== TEXT PASSAGE ==
[Start of section]

A war of words has erupted between the peak bodies for general practitioners and community pharmacy owners, with one side accused of whipping up a media frenzy after they labelled the other out of control.
The confrontation was sparked by reporting of a speech given by Pharmacy Guild president Trent Twomey, who allegedly labelled GPs "twits" who allowed their sector to become commercialised.
In his speech to students in Canberra, Professor Twomey pushed for pharmacists to be given greater powers to prescribe medications.
"We do not support, at the Pharmacy Guild of Australia, being able to only prescribe if someone else is looking over my shoulder," Prof Twomey said, according to reporting in the Australian Journal of Pharmacy.
"You don't see a plumber needing to look over the shoulder of an electrician before they put in your air conditioner."
He went on to explore the benefits of pharmacists being able to prescribe, dispense, administer and review medications.
The president of the Royal Australian College of General Practitioners said the speech was nothing short of astonishing.

[End of section]

== WHAT YOU HAVE TO DO ==
Copy from the article on the dispute between general practitioners and pharmacy owners, from "The confrontation was" up to and including "and review medications.", without any changes. The entries that follow are taken from a separate source.

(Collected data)
[Start of section]

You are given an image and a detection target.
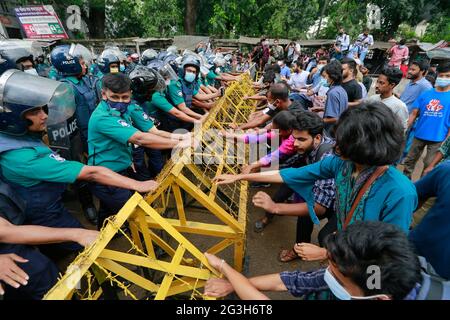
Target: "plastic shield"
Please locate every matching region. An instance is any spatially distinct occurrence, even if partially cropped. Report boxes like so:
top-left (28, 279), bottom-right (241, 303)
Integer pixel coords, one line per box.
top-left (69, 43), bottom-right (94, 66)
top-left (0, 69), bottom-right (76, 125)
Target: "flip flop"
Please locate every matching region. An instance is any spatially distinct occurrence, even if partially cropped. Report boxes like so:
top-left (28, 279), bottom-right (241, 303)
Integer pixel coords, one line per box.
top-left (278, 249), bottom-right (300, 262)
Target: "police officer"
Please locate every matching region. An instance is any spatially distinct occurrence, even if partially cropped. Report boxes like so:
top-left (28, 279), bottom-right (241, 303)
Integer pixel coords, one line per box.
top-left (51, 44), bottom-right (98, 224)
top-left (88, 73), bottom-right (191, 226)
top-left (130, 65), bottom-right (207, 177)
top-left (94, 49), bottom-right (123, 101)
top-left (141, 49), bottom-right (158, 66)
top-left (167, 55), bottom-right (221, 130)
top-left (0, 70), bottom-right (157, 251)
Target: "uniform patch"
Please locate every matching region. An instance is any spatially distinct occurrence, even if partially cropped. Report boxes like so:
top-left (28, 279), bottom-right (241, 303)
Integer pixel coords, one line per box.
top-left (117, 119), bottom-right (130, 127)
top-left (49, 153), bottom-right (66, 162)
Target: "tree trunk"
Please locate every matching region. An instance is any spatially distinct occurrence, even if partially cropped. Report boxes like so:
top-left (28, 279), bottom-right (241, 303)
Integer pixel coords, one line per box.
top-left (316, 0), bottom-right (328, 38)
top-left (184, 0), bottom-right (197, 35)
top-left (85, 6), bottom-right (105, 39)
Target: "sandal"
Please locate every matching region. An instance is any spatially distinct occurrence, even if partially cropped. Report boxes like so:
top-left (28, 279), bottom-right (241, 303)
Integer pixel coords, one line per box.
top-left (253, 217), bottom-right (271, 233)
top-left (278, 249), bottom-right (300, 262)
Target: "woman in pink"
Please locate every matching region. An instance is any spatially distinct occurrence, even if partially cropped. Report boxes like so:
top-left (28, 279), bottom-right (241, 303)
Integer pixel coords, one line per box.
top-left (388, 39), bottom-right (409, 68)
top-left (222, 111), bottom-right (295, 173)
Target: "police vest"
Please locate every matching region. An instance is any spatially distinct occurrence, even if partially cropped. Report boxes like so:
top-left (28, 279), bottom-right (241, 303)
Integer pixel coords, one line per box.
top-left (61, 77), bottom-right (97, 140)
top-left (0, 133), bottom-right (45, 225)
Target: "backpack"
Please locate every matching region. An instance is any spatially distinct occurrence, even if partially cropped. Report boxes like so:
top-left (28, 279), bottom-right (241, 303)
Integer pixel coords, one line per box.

[End of section]

== OUTPUT BELOW ==
The confrontation was sparked by reporting of a speech given by Pharmacy Guild president Trent Twomey, who allegedly labelled GPs "twits" who allowed their sector to become commercialised.
In his speech to students in Canberra, Professor Twomey pushed for pharmacists to be given greater powers to prescribe medications.
"We do not support, at the Pharmacy Guild of Australia, being able to only prescribe if someone else is looking over my shoulder," Prof Twomey said, according to reporting in the Australian Journal of Pharmacy.
"You don't see a plumber needing to look over the shoulder of an electrician before they put in your air conditioner."
He went on to explore the benefits of pharmacists being able to prescribe, dispense, administer and review medications.